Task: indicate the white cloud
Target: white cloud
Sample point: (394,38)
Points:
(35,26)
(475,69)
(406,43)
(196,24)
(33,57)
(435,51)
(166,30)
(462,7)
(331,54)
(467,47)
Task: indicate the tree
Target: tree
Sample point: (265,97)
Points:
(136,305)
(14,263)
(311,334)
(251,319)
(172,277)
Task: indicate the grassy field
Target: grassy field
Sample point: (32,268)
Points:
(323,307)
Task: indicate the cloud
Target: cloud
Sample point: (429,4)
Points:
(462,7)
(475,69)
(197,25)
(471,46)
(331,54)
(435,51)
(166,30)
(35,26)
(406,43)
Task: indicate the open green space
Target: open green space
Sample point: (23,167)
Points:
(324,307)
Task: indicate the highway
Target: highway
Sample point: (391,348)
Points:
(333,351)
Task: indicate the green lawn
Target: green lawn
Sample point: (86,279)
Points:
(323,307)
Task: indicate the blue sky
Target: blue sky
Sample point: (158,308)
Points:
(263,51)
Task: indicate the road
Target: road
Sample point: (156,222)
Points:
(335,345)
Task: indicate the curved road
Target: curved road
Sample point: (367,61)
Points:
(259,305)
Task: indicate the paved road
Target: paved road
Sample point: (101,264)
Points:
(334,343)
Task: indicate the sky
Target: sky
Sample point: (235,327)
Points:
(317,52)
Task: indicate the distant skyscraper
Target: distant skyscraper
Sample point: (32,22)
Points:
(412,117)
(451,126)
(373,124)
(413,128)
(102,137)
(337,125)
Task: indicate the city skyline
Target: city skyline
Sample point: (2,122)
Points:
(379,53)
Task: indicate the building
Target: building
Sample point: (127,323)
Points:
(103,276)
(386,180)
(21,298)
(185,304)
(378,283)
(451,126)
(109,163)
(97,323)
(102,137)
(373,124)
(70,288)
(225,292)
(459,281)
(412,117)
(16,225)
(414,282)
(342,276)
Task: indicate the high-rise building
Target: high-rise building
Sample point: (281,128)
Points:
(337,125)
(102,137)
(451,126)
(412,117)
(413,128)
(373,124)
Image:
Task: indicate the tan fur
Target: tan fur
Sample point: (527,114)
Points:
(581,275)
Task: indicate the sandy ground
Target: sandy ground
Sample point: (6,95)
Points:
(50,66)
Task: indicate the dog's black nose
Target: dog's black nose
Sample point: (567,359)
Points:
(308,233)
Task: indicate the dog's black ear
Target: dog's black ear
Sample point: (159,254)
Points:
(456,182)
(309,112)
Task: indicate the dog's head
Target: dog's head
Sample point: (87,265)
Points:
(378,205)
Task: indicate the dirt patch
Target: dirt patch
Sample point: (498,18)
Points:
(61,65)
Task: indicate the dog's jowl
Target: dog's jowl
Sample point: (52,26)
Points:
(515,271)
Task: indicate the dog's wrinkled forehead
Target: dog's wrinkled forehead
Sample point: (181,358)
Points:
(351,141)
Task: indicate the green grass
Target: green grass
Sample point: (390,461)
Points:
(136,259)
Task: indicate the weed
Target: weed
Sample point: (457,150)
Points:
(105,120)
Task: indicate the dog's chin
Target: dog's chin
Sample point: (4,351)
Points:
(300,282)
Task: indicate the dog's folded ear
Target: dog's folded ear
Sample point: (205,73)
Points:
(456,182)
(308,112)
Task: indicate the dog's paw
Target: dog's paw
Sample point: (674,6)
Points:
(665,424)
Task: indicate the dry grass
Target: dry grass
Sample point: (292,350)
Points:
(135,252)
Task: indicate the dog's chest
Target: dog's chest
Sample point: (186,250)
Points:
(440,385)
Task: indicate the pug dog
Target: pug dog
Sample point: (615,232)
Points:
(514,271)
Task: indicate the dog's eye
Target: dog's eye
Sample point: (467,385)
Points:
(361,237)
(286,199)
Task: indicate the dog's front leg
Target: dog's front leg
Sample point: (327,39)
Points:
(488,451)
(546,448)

○ ○ ○ ○

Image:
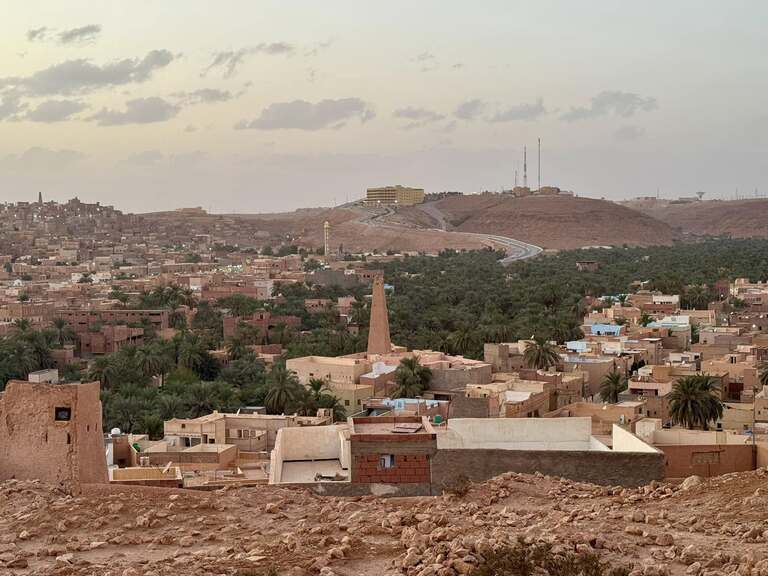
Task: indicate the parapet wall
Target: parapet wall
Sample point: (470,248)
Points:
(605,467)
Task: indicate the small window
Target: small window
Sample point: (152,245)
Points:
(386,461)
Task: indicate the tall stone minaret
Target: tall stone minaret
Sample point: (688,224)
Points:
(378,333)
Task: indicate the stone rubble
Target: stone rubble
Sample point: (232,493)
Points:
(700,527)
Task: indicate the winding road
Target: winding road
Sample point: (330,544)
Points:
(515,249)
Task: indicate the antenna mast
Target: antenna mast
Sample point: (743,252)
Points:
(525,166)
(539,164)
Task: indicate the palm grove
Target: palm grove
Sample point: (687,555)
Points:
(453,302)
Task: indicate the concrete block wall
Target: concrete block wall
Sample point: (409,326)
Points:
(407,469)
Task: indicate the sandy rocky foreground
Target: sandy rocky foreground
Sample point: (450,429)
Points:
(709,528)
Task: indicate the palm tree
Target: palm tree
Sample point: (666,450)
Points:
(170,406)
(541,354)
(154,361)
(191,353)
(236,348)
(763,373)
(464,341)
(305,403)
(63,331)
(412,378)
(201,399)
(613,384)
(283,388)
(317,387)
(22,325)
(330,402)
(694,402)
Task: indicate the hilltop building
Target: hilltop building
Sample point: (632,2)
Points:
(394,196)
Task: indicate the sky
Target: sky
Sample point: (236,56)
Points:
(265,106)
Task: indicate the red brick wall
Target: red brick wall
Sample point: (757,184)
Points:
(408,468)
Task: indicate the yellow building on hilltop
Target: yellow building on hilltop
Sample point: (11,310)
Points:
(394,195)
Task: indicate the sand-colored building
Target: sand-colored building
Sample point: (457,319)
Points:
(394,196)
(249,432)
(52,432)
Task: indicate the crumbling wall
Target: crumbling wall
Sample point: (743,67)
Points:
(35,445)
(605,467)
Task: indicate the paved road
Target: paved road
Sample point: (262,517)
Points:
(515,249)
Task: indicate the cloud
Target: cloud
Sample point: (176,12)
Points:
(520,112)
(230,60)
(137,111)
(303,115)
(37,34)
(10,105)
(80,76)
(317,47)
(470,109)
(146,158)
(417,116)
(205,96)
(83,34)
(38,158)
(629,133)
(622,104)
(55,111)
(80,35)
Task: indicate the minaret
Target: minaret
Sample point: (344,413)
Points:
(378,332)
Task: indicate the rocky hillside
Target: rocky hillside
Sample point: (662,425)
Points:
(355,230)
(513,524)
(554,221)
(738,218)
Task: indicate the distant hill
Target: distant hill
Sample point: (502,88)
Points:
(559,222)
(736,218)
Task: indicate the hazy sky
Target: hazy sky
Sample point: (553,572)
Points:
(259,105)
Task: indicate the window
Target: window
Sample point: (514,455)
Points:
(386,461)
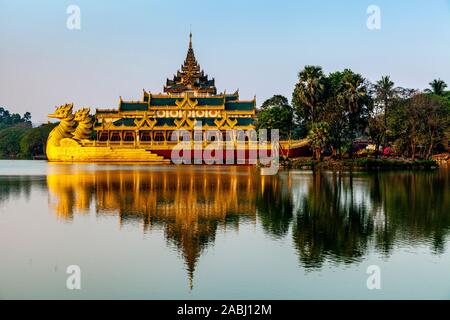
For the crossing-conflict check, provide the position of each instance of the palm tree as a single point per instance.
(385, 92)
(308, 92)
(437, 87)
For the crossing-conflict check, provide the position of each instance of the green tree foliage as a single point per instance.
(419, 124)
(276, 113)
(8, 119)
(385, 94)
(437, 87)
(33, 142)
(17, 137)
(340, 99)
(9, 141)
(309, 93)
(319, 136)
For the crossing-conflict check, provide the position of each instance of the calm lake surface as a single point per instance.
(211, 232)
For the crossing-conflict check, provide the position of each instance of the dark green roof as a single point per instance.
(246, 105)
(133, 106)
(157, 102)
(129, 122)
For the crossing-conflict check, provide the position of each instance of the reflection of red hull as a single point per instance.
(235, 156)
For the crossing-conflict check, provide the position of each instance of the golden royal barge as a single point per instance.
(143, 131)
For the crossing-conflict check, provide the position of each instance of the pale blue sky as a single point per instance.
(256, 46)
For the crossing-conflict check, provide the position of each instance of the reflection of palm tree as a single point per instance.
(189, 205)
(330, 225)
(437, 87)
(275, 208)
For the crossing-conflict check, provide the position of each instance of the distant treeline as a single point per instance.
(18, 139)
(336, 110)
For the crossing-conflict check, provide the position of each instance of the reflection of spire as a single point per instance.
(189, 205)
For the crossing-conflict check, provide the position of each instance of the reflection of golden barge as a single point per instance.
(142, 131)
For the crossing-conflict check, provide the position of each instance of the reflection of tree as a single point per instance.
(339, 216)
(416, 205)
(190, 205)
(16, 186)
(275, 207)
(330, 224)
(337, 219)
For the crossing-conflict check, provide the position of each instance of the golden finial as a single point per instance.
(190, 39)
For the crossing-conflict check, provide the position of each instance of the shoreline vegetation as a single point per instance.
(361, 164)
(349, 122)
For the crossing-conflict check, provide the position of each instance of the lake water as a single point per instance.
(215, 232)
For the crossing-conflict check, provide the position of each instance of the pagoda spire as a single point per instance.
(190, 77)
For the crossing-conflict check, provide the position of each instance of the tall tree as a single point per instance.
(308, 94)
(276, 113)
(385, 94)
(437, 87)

○ ○ ○ ○

THE PROBLEM
Please return every line in the entries above that contains the string "colored". Case counts.

RESPONSE TO THIS TASK
Task: indicate the sand-colored building
Target: sand-colored building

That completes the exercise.